TASK GOAL:
What is the number of lines in the entries that include the word "ObjectDetector"? Respond with the number only.

INFORMATION PROVIDED:
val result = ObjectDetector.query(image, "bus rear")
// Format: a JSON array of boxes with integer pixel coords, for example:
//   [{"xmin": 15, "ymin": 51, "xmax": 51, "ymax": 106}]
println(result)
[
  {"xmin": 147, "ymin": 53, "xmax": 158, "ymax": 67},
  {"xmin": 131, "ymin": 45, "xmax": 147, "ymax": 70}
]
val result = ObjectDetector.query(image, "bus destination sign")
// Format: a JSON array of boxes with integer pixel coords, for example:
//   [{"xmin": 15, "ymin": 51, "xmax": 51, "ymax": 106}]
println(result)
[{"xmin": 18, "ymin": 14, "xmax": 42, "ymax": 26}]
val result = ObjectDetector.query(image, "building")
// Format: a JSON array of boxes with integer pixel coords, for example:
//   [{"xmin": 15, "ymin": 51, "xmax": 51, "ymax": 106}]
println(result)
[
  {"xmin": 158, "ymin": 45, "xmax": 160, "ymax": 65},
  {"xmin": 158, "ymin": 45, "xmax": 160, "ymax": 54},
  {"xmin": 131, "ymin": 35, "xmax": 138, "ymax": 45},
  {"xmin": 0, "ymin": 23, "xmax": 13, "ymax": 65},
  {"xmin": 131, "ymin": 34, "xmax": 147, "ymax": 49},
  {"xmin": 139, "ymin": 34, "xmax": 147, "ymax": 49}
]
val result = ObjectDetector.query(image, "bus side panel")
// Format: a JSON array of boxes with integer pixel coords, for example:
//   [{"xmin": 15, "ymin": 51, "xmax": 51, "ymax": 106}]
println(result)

ANSWER SECTION:
4